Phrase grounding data
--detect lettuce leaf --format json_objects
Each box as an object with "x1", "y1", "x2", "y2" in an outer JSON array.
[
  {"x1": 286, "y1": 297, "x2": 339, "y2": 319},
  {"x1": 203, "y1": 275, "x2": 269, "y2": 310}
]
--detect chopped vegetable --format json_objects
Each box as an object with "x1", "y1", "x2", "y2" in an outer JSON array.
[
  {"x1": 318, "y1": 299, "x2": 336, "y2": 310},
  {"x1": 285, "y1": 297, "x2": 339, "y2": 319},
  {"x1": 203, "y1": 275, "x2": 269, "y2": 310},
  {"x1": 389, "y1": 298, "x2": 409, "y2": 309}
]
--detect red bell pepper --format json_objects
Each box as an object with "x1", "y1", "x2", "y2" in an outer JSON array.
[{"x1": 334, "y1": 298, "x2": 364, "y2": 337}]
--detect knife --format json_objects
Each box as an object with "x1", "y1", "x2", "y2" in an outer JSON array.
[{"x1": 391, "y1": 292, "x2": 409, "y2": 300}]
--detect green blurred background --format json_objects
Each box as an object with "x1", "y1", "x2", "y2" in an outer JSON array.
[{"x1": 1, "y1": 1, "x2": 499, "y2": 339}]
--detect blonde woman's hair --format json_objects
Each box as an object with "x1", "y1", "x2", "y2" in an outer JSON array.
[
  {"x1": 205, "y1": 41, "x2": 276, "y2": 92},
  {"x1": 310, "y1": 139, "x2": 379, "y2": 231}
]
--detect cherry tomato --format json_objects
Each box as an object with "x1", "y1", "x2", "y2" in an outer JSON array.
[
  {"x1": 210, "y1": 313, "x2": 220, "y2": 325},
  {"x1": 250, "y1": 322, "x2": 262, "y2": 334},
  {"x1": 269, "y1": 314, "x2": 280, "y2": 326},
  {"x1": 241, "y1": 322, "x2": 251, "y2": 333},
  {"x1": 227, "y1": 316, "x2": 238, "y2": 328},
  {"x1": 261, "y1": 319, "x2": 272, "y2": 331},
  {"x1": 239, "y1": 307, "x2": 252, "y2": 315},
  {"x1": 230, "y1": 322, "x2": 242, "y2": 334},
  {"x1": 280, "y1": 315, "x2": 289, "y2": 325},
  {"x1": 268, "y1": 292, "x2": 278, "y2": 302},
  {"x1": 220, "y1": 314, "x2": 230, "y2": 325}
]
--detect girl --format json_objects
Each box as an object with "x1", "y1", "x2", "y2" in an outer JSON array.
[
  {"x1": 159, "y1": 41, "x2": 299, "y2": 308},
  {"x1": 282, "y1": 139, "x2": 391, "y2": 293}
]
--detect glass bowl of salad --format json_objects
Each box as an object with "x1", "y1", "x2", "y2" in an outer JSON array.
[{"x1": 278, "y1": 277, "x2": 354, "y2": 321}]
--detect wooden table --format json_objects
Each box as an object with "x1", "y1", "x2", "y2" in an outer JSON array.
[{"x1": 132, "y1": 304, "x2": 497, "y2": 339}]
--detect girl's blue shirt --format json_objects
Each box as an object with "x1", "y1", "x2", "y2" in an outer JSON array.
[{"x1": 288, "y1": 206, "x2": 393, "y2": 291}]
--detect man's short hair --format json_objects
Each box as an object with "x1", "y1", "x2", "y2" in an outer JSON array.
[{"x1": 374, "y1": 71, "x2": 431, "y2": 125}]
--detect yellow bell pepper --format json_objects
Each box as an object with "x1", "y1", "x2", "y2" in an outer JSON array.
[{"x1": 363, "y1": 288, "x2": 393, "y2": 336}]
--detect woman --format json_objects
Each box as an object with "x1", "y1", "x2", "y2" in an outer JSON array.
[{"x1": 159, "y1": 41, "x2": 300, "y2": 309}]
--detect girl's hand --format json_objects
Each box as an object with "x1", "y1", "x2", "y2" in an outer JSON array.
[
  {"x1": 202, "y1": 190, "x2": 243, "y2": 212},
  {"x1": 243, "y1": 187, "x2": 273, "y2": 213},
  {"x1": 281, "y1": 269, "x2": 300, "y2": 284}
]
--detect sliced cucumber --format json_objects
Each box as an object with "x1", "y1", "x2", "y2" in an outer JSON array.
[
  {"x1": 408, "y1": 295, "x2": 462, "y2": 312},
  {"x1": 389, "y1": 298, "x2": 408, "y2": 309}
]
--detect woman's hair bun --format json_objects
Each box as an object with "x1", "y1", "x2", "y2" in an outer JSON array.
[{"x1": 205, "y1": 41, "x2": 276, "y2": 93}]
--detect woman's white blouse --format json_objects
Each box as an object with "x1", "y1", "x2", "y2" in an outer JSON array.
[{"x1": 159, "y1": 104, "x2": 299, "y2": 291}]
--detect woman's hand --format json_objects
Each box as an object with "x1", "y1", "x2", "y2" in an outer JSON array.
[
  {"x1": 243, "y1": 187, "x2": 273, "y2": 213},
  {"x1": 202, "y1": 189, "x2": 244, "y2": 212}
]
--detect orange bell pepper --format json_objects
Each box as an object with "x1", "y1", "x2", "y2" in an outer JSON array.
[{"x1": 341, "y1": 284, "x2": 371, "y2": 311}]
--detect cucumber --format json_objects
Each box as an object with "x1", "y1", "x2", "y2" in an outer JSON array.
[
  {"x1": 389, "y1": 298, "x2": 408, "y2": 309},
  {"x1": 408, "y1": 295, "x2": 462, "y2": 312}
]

* Task to complete
Please return the data above in full, without altering a single line.

* Answer
--detect lettuce leaf --format json_objects
Each box as an object with "x1", "y1", "x2", "y2" in an outer JSON array.
[
  {"x1": 286, "y1": 297, "x2": 339, "y2": 319},
  {"x1": 203, "y1": 275, "x2": 269, "y2": 310}
]
--detect chopped vegetable --format json_objects
Each box as an object with "x1", "y1", "x2", "y2" in an outer JSON array.
[
  {"x1": 318, "y1": 299, "x2": 336, "y2": 310},
  {"x1": 285, "y1": 297, "x2": 339, "y2": 319},
  {"x1": 203, "y1": 275, "x2": 269, "y2": 310},
  {"x1": 389, "y1": 298, "x2": 409, "y2": 309}
]
--detect red bell pepper --format json_objects
Each box as an object with "x1", "y1", "x2", "y2" in an outer JSON array.
[{"x1": 334, "y1": 298, "x2": 364, "y2": 337}]
--detect knife --format json_objects
Each box as an object with "x1", "y1", "x2", "y2" in an outer JSON array.
[{"x1": 391, "y1": 292, "x2": 409, "y2": 300}]
--detect green blurred background --format json_objects
Each box as an object with "x1", "y1", "x2", "y2" in an outer JSON array.
[{"x1": 1, "y1": 1, "x2": 499, "y2": 339}]
--detect blonde woman's hair --format json_objects
Each box as an object with "x1", "y1", "x2", "y2" in an outer JSON array.
[
  {"x1": 205, "y1": 41, "x2": 276, "y2": 92},
  {"x1": 310, "y1": 139, "x2": 379, "y2": 231}
]
--detect cherry tomato --format json_objects
Each box as an object with "x1", "y1", "x2", "y2" in an outer JSON array.
[
  {"x1": 210, "y1": 313, "x2": 220, "y2": 325},
  {"x1": 250, "y1": 322, "x2": 262, "y2": 334},
  {"x1": 269, "y1": 314, "x2": 280, "y2": 326},
  {"x1": 241, "y1": 322, "x2": 251, "y2": 333},
  {"x1": 227, "y1": 316, "x2": 238, "y2": 328},
  {"x1": 261, "y1": 319, "x2": 272, "y2": 331},
  {"x1": 239, "y1": 307, "x2": 252, "y2": 315},
  {"x1": 230, "y1": 322, "x2": 242, "y2": 334},
  {"x1": 280, "y1": 315, "x2": 289, "y2": 325},
  {"x1": 268, "y1": 292, "x2": 278, "y2": 302},
  {"x1": 220, "y1": 314, "x2": 230, "y2": 325}
]
--detect girl --format json_objects
Each box as an object with "x1", "y1", "x2", "y2" in an outer JSON array.
[
  {"x1": 159, "y1": 41, "x2": 299, "y2": 308},
  {"x1": 282, "y1": 139, "x2": 391, "y2": 293}
]
--detect glass bowl of salad --format json_objects
Each box as an object with "x1", "y1", "x2", "y2" in an outer JSON array.
[{"x1": 278, "y1": 277, "x2": 354, "y2": 321}]
--detect wooden table --format json_objects
Each box as an object with "x1", "y1", "x2", "y2" in an outer JSON array.
[{"x1": 132, "y1": 304, "x2": 497, "y2": 339}]
--detect girl's blue shirt --format json_objects
Each box as an object with "x1", "y1", "x2", "y2" in an outer JSON array.
[{"x1": 288, "y1": 206, "x2": 393, "y2": 291}]
--detect man's short hair --format json_objects
Each box as an object with "x1", "y1", "x2", "y2" in an outer JSON array.
[{"x1": 374, "y1": 71, "x2": 431, "y2": 125}]
--detect yellow bell pepper --format json_objects
Each box as an object with "x1", "y1", "x2", "y2" in an outer JSON array.
[{"x1": 363, "y1": 288, "x2": 393, "y2": 336}]
--detect woman --format json_objects
Each box as an object with "x1", "y1", "x2", "y2" in an outer JSON array.
[{"x1": 159, "y1": 41, "x2": 300, "y2": 309}]
--detect girl's hand --format json_objects
Each box as an object with "x1", "y1", "x2", "y2" in an outer JSON array.
[
  {"x1": 202, "y1": 190, "x2": 243, "y2": 212},
  {"x1": 243, "y1": 187, "x2": 273, "y2": 213},
  {"x1": 281, "y1": 269, "x2": 300, "y2": 284}
]
--detect sliced cucumber --format json_objects
Each box as an object with "x1", "y1", "x2", "y2" in an outer JSON array.
[
  {"x1": 408, "y1": 295, "x2": 462, "y2": 312},
  {"x1": 389, "y1": 298, "x2": 408, "y2": 309}
]
--detect woman's hair bun --format json_objects
Each box as an object with "x1", "y1", "x2", "y2" in an outer JSON array.
[{"x1": 205, "y1": 41, "x2": 276, "y2": 93}]
--detect woman's white blouse --format json_objects
Each box as an object with "x1", "y1", "x2", "y2" in an outer JSON array.
[{"x1": 159, "y1": 104, "x2": 299, "y2": 291}]
--detect woman's hand --format json_objects
Each box as an object with "x1", "y1", "x2", "y2" in an outer JSON array.
[
  {"x1": 243, "y1": 187, "x2": 273, "y2": 213},
  {"x1": 202, "y1": 189, "x2": 244, "y2": 212}
]
--detect orange bell pepper --format json_objects
Each box as an object with "x1", "y1", "x2", "y2" in an outer JSON array.
[{"x1": 341, "y1": 284, "x2": 371, "y2": 311}]
--detect cucumber --format json_objects
Each box as an object with "x1", "y1", "x2", "y2" in an outer JSON array.
[
  {"x1": 389, "y1": 298, "x2": 408, "y2": 309},
  {"x1": 408, "y1": 295, "x2": 462, "y2": 312}
]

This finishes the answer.